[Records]
-- Begin --
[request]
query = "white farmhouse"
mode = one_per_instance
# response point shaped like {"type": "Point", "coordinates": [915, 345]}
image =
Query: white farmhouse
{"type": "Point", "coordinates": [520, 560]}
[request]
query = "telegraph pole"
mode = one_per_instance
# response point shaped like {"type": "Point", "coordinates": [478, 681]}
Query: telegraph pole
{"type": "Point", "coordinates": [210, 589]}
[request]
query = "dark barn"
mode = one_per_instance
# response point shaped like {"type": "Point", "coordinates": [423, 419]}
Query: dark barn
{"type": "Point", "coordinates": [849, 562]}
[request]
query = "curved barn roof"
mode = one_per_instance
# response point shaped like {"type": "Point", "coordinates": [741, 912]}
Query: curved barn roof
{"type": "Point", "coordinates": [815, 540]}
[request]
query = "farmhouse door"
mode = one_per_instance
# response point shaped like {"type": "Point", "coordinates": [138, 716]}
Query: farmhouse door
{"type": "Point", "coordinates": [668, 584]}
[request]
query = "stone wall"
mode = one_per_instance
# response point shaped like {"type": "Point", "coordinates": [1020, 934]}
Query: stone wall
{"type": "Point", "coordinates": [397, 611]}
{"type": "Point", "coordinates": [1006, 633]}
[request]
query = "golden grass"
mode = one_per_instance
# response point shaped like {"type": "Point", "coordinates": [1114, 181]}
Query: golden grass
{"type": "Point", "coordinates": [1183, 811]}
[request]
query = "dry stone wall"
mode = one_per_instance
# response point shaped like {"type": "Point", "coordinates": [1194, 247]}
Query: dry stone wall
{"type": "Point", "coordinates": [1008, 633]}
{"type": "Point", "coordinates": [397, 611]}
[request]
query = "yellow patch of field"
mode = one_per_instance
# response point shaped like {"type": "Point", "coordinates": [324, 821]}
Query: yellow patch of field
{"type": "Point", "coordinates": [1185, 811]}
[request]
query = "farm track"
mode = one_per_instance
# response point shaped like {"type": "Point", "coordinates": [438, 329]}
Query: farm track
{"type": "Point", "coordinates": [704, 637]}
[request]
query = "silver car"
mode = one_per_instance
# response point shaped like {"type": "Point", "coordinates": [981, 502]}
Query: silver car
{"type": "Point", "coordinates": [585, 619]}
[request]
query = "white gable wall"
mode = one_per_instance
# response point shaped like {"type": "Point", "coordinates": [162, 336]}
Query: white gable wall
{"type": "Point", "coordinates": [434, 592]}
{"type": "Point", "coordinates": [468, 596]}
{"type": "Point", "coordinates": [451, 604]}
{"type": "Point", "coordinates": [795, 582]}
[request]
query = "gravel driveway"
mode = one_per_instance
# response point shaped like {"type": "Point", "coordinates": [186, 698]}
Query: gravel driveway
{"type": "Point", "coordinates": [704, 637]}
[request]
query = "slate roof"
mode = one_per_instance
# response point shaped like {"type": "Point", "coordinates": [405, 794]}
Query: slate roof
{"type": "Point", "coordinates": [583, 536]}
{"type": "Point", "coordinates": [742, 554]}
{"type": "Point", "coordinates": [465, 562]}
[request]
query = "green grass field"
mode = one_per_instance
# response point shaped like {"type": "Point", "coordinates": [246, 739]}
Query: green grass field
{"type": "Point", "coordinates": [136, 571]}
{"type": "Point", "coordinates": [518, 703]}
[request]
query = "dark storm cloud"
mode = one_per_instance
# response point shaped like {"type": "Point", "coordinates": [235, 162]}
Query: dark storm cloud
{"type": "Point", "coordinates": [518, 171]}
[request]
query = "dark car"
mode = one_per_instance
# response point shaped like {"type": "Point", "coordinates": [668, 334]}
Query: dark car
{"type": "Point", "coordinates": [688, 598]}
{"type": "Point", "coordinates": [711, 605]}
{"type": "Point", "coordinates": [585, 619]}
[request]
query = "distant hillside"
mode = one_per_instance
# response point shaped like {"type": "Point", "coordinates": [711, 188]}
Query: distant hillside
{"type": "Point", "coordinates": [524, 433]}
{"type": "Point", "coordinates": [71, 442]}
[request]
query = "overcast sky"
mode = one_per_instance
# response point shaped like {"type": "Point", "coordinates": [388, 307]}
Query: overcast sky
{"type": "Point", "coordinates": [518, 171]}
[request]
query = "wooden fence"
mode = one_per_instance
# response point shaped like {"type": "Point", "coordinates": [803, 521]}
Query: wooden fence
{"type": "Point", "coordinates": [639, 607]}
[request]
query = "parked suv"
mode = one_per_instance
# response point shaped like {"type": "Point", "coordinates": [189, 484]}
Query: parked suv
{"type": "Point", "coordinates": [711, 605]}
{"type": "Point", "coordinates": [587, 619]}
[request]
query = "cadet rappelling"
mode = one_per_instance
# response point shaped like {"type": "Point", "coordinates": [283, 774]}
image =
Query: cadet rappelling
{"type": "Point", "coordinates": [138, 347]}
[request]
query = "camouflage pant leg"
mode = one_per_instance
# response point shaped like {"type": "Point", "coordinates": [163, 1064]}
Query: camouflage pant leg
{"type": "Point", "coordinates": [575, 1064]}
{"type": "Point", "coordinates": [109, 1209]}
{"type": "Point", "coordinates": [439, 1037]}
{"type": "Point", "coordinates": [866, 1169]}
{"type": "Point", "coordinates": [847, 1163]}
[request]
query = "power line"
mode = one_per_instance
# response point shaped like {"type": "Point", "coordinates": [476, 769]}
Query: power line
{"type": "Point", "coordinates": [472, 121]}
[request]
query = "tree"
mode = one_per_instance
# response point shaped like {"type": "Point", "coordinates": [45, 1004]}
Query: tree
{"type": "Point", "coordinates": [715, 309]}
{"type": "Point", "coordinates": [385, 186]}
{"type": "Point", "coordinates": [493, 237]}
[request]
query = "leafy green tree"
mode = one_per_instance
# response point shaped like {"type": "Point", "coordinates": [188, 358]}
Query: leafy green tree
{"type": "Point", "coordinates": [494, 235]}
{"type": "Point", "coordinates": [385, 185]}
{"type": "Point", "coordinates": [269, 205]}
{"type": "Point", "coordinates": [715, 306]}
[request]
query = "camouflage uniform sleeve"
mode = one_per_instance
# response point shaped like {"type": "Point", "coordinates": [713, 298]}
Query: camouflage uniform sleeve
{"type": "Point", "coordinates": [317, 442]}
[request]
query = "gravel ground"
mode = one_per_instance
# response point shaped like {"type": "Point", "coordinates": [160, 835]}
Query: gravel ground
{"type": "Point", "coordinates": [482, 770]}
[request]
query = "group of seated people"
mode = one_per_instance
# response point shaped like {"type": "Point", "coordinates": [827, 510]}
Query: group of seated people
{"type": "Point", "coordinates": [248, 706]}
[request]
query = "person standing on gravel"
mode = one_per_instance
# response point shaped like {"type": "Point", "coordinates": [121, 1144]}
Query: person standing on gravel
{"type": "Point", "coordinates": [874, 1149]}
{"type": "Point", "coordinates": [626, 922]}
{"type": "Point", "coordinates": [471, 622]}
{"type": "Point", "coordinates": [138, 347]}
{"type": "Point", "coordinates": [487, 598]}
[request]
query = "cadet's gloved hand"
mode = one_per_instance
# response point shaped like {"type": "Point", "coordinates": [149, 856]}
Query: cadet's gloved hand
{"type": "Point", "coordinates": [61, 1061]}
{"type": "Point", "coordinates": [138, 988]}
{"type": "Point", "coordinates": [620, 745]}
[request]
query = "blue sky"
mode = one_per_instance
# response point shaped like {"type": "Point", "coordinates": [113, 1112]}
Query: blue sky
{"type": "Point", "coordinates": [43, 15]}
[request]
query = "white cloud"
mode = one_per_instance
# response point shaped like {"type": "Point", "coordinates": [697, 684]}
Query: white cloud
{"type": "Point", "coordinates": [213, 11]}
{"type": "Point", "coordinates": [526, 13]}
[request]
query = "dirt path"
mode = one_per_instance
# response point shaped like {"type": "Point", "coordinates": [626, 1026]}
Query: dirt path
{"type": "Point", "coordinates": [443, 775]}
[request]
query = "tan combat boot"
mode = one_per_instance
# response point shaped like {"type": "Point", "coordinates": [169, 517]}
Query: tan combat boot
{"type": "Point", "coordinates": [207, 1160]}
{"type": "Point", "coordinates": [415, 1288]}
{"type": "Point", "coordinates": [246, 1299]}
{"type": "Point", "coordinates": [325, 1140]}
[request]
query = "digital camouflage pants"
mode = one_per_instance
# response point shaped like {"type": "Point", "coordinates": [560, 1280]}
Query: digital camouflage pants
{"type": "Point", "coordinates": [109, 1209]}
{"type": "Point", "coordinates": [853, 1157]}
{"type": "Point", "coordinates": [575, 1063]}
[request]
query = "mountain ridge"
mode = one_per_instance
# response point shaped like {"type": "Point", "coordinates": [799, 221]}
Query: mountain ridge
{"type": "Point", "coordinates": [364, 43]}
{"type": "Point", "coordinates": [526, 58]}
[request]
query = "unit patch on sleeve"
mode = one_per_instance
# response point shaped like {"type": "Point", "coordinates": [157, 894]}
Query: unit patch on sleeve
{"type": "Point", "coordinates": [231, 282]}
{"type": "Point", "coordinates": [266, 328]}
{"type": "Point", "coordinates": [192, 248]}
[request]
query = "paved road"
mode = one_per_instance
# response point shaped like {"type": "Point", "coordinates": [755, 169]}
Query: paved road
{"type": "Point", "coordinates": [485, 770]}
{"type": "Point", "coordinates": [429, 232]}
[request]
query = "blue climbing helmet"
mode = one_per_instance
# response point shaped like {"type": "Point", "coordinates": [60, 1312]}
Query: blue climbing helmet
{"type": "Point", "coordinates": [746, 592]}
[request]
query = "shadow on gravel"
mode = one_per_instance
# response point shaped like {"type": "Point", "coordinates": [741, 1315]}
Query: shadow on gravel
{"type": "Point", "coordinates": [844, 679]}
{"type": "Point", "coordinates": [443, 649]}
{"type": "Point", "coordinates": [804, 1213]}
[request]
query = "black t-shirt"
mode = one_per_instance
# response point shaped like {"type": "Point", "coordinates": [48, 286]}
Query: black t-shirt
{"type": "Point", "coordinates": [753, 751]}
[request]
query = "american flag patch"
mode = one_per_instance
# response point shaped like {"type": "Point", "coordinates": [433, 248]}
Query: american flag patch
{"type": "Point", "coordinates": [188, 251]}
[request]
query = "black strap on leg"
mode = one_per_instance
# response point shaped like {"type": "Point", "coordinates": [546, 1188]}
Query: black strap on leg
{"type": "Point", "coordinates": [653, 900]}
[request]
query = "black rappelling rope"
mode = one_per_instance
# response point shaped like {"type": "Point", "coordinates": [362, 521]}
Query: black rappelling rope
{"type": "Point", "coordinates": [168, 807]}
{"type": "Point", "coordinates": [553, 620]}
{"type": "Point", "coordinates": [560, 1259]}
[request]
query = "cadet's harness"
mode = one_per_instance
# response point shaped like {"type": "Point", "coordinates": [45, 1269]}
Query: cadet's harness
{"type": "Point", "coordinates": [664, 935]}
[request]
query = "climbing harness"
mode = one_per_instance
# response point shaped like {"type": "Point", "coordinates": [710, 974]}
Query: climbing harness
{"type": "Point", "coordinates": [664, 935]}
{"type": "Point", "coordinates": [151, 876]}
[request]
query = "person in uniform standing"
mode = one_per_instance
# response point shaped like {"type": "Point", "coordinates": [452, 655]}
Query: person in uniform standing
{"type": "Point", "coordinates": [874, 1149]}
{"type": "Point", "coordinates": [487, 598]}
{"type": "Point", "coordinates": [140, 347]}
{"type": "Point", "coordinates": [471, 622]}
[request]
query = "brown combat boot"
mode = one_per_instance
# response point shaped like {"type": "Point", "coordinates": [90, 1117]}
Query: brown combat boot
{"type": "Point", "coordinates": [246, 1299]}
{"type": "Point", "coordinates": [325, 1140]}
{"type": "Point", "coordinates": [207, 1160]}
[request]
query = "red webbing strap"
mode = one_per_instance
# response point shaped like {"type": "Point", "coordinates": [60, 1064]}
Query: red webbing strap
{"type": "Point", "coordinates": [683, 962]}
-- End --
OBJECTIVE: Please show every line of the listing above that contains the word "mountain", matching case exactly.

FULL ANSWER:
query = "mountain ridge"
Query: mountain ridge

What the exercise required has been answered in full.